Start of Given data

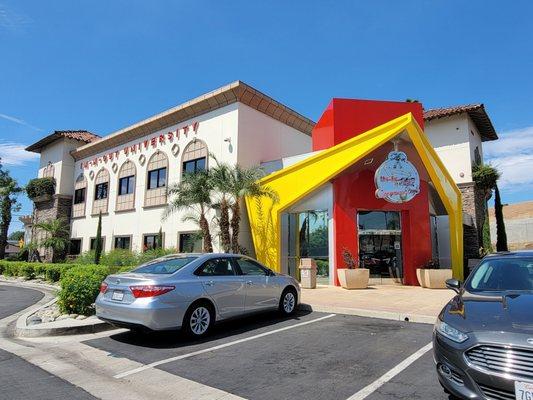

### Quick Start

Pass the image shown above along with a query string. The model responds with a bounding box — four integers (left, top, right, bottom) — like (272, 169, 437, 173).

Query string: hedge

(0, 260, 132, 283)
(26, 177, 56, 200)
(58, 265, 112, 315)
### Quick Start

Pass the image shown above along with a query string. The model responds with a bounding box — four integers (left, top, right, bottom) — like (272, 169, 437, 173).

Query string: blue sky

(1, 1, 533, 233)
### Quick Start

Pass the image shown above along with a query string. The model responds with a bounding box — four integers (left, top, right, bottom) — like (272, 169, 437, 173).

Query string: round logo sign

(374, 151, 420, 204)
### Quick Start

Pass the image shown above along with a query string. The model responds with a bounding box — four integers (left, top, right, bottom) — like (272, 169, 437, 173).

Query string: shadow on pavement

(105, 309, 313, 349)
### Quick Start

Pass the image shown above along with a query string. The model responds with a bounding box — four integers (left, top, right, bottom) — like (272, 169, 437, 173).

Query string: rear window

(465, 257, 533, 292)
(131, 257, 197, 274)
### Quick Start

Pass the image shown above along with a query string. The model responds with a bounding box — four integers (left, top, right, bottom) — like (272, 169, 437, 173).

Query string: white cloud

(0, 112, 42, 131)
(0, 3, 32, 31)
(484, 126, 533, 191)
(0, 141, 39, 166)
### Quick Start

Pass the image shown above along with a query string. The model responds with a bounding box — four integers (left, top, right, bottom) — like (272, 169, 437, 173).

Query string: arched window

(116, 160, 136, 212)
(182, 139, 208, 175)
(92, 168, 110, 215)
(72, 173, 87, 218)
(145, 151, 168, 207)
(42, 162, 55, 178)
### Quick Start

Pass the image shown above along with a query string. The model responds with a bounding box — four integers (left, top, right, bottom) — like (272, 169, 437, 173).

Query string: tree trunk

End of Given data

**To do**
Repeat every record precisely. Any picture among them stays out of the copy.

**Final answer**
### Quick Start

Pass the image shown above along with a query string. The model responds with a bounding box — four integers (left, top, right, bottom) — like (272, 169, 437, 173).

Query string: hedge

(0, 260, 132, 283)
(26, 177, 56, 200)
(58, 265, 112, 315)
### Quick Start

Pass the image shown above along with a query string. The model responds with a bounding box — four integers (left, top, right, bottom) — like (272, 169, 437, 173).

Query string: blue sky

(1, 1, 533, 233)
### Quick Start

Pass the image shown above along with a query string. The model responds with a bounding box — four integers (left, top, right, bottom) — like (272, 169, 437, 173).

Query string: round logo sign

(374, 151, 420, 204)
### Quick Start

Pass the image shown above along with a query string. The model responds with a bounding box — four integers (left, top, right, bottom) — like (272, 169, 437, 173).

Query string: shadow on pavement

(105, 309, 313, 349)
### Quick Start

Pass the image shown above along with a query string. The model responds with a bounding box — four integers (left, top, right, bottom) — like (272, 169, 437, 173).

Query string: rear window

(465, 257, 533, 292)
(131, 257, 197, 274)
### Quick Start

Pass the image shown above along with a query string. The model responds with a bounding box — four integers (left, top, right, bottom) — like (272, 169, 437, 173).

Query string: white cloud

(0, 112, 42, 131)
(0, 3, 32, 31)
(484, 126, 533, 191)
(0, 141, 39, 166)
### Quick Start

Pass the image shown above along with a query string. The model responds with a bounding box — four integers (left, top, right, bottom) — like (272, 169, 437, 173).

Query string: arched window

(116, 160, 136, 212)
(182, 139, 208, 175)
(92, 168, 110, 215)
(72, 173, 87, 218)
(145, 151, 168, 207)
(42, 162, 55, 178)
### Quick Start

Pass the image shown above along with a query string. The model responds with a bounding box — four integers (left, top, right, bottom) — like (272, 169, 437, 173).

Query string: tree trunk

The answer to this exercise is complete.